Provided text:

5.2) Can I instrument the dummies (cf, year, industry, and country) in the level model even though the FOD estimator is applied? If so, do I have to use the differenced instruments or the level instruments for these dummies in the level model?

6) For unbalanced panel data, is it better to instrument the dependent variable y itself or to instrument the lagged dependent variable (i.e., the regressor L.y)?

7) If the serial correlation and overidentification tests corresponding to the Difference GMM estimator passed, does it indicate that the System GMM estimator can be applied and its corresponding tests of serial correlation and overidentification will pass?

Is the other way round correct i.e., if the serial correlation and overidentification tests corresponding to the System GMM estimator passed, does it mean that the Difference GMM estimator can be applied and its corresponding tests of serial correlation and overidentification will pass?

I am very grateful to you for all your patience, help and effort, Professor!

Object detection data:
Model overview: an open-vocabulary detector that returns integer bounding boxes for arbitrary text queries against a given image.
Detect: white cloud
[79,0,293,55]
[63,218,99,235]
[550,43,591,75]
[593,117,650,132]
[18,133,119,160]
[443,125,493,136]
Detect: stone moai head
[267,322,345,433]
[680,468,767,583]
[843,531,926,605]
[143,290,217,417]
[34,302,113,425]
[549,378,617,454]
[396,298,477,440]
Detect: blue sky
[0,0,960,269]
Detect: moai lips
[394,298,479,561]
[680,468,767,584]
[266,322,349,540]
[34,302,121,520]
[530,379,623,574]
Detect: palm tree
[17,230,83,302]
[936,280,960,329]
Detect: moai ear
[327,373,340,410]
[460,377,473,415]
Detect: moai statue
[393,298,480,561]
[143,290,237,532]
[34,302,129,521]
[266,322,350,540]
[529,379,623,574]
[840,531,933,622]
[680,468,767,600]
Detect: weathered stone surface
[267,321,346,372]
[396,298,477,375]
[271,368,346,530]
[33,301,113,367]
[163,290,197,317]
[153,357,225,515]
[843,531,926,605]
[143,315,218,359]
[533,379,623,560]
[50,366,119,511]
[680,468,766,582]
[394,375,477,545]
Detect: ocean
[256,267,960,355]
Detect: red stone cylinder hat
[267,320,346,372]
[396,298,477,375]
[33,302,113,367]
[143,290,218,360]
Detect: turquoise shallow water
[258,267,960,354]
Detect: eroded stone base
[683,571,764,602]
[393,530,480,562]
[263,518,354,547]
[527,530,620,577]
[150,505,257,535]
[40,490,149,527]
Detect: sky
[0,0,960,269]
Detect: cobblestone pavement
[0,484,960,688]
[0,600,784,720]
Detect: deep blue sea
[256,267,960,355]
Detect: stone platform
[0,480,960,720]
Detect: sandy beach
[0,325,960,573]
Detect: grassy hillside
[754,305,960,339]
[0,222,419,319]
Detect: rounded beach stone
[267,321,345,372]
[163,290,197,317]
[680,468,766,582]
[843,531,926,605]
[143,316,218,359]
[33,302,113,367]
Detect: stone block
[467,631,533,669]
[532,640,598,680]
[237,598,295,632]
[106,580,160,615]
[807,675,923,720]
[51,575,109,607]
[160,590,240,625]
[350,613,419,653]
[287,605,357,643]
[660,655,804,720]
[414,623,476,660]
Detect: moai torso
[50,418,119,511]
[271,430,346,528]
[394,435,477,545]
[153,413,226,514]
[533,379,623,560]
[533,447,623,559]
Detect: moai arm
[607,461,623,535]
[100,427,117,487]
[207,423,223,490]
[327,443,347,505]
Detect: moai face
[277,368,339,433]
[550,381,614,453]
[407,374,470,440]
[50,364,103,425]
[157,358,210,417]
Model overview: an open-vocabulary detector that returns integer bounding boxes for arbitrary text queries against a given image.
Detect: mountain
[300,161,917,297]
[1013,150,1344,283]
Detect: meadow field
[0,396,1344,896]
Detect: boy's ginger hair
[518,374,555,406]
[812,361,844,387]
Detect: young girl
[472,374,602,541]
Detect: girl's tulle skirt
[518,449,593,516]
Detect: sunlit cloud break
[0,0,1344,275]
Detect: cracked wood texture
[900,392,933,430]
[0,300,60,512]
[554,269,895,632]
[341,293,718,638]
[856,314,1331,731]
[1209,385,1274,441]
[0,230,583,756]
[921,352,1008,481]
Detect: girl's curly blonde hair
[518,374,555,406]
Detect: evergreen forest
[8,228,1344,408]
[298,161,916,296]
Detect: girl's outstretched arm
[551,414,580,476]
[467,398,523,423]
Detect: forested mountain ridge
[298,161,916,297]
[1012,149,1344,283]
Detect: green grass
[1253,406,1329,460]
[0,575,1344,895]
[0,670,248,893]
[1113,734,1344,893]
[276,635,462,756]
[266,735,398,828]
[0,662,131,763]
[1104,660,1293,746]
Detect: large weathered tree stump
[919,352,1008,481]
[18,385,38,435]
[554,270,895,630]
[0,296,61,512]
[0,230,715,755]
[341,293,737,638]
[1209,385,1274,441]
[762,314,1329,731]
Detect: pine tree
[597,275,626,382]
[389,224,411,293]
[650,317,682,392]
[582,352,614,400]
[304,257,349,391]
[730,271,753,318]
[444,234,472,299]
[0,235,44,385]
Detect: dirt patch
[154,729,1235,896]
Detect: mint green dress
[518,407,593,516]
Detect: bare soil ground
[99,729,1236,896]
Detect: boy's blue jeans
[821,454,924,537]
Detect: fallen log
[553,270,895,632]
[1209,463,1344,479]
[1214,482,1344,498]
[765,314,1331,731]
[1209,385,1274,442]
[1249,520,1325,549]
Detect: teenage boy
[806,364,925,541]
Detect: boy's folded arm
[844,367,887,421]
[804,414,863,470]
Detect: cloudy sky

Stated task A:
In the forum post on GMM estimation, which dummies does the writer ask about instrumenting in the level model?
Stated task B:
Write a continuation of the forum post on GMM estimation, starting after its final sentence.
The records were taken from a separate source.

Expected output A:
The cf, year, industry, and country dummies.

Expected output B:
Leave a comment:
Sebastian Kripfganz replied

28 Jan 2023, 06:08
1.1) The test in the "Excluding" column is a Hansen test for a model without the respective instruments. Here, for the last row labeled "model(level)", this would be a model without any of the instruments specified for the level model. In essence, this becomes a Hansen test for the difference GMM estimator. Passing this test is a prerequisite for conducting the difference-in-Hansen test for the additional level instruments. Thus, you can then move on to the "Difference" column.

1.2) If the "Excluding" test does not pass, then the "Difference" test becomes meaningless because it compares the results with the additional level instruments to a misspecified benchmark model. In this case, you would need to think about changing the regression model or the instruments for the differenced model before you can evaluate the instruments for the level model.

2.1) If the "Difference" test passes, assuming the "Excluding" test was passed as well, then there is no evidence of a violation of the additional system GMM assumption; in other words, there is no evidence that the additional instruments for the level model are invalid. Thus, you can go ahead and interpret the system GMM regression results.

2.2) If the "Difference" test is rejected, again assuming the "Excluding" test was passed before, then there is evidence that the additional instruments for the level model are invalid. You might have to remove some or all of them to obtain a consistent estimator.

3) Eventually, the "Difference" test is the relevant test for the Blundell-Bond assumption.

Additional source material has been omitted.